Youth Day nowadays in my humble opinion could be likened to “Sarafina” because it brings land from afar to close range, traces not only the great injustice in Cameroon but above all, the moral dilemma of generations with distorted history. Indeed, many Cameroonians do not understand why the Youth Day is celebrated on February 11, just like me too. The question is whether it is out of fear that this day was dedicated for youths because if I am not deadly wrong, 11 February was the date a plebiscite, a day during which the former British Cameroons and Northern Cameroons were to decide their fate to either gain independence by joining the Federal Republic of Nigeria or La Republique of Cameroon.
The approved history syllabus for school teaches us that on February 11, 1961, the Southern British Cameroons opted to join French Cameroon while their counterparts in the North cast their votes in favour of joining the Nigerian. This is a fact. But how many youths know this fact.
I was also told by my father that Youth Day was a special day in the then West Cameroon and it was celebrated every October 26. He said before they use to celebrate Empire Day but barely a year after the Plebiscite, John Ngu Foncha, West Cameroon's Prime Minister at the time, recommended that it was befitting to dedicate West Cameroon's national day to its youth on whom the future State depended. It is not clear if this recommendation was debated in the assembly but it was enforced that same year.

| Record set |
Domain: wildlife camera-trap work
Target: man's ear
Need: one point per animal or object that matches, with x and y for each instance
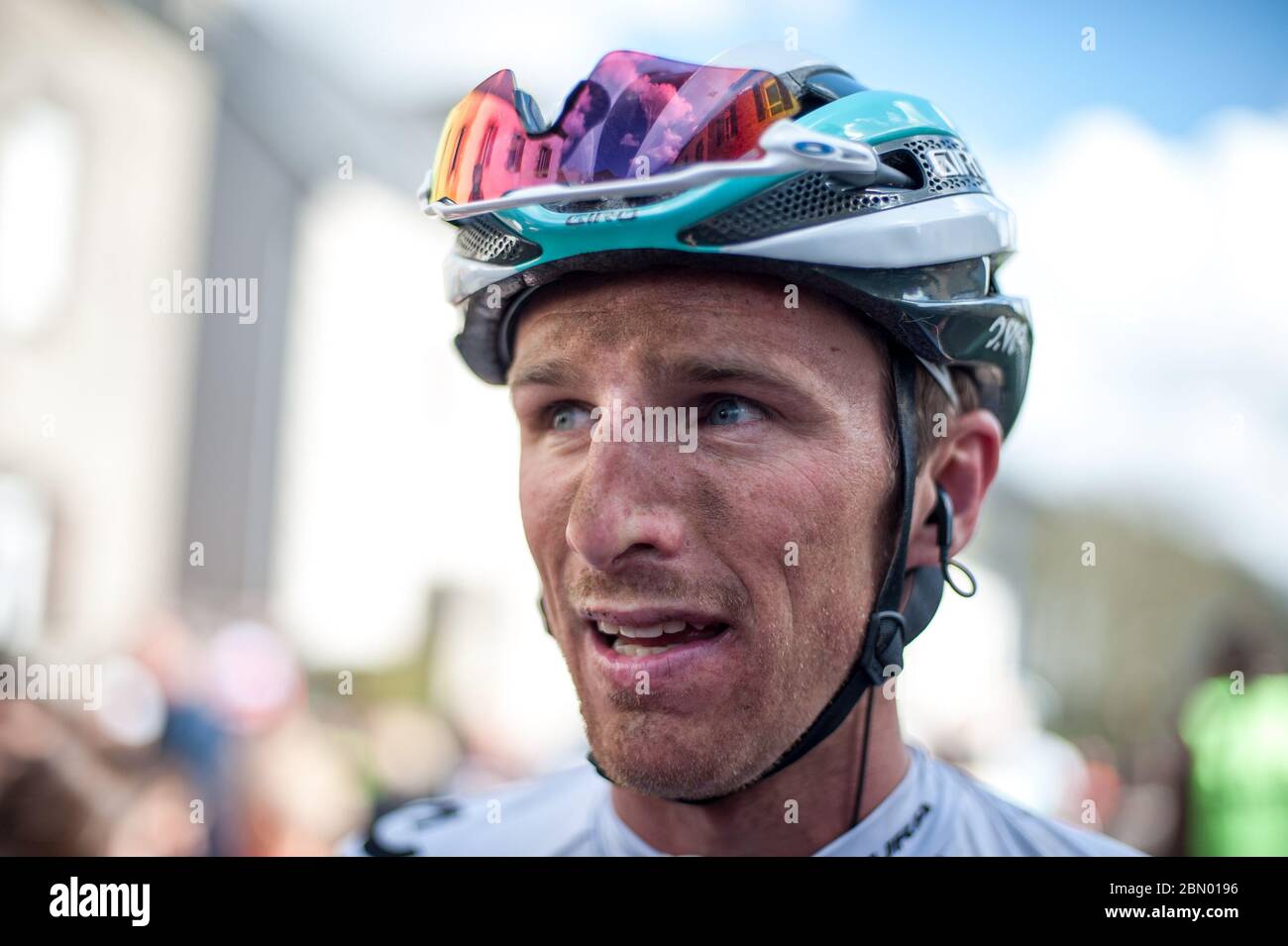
(964, 464)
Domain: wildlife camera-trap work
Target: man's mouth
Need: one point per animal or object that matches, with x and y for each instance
(649, 640)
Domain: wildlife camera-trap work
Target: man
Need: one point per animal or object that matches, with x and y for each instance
(733, 597)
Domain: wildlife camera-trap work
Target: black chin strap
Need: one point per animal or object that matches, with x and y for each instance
(890, 628)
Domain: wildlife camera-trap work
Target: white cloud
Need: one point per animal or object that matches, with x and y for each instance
(1159, 287)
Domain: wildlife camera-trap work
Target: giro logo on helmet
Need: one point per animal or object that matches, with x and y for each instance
(948, 162)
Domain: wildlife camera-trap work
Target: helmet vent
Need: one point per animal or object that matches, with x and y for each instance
(483, 241)
(939, 166)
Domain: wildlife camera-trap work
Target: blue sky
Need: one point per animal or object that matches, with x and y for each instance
(1008, 71)
(1170, 63)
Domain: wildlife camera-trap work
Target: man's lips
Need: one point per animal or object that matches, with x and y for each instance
(647, 632)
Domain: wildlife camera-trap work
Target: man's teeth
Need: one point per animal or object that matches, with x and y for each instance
(636, 650)
(668, 627)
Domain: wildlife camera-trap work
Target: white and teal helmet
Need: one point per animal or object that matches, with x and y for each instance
(789, 168)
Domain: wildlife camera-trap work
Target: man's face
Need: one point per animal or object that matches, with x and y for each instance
(764, 543)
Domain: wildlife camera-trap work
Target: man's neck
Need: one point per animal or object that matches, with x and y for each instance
(794, 812)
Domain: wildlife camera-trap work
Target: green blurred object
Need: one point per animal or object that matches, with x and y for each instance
(1239, 774)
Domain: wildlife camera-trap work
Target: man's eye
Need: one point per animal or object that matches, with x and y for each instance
(728, 411)
(568, 417)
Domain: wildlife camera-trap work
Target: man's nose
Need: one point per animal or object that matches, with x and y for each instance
(623, 506)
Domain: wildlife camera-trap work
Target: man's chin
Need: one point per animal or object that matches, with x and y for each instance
(669, 766)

| Instructions |
1. Summarize the Youth Day text in two sentences.
2. Rewrite the passage of the Youth Day text starting at "The approved history" and ending at "that same year.", changing "syllabus" to "curriculum".
The listing isn't needed for any of this.

| Exercise results |
1. The writer says many Cameroonians, the writer included, do not understand why Youth Day is celebrated on February 11, the date of the 1961 plebiscite in which the Southern British Cameroons opted to join French Cameroon while the North voted to join Nigeria. The writer also recounts being told by their father that West Cameroon once celebrated Youth Day every October 26, after Prime Minister John Ngu Foncha recommended dedicating the national day to its youth in place of Empire Day.

2.
The approved history curriculum for school teaches us that on February 11, 1961, the Southern British Cameroons opted to join French Cameroon while their counterparts in the North cast their votes in favour of joining the Nigerian. This is a fact. But how many youths know this fact.
I was also told by my father that Youth Day was a special day in the then West Cameroon and it was celebrated every October 26. He said before they use to celebrate Empire Day but barely a year after the Plebiscite, John Ngu Foncha, West Cameroon's Prime Minister at the time, recommended that it was befitting to dedicate West Cameroon's national day to its youth on whom the future State depended. It is not clear if this recommendation was debated in the assembly but it was enforced that same year.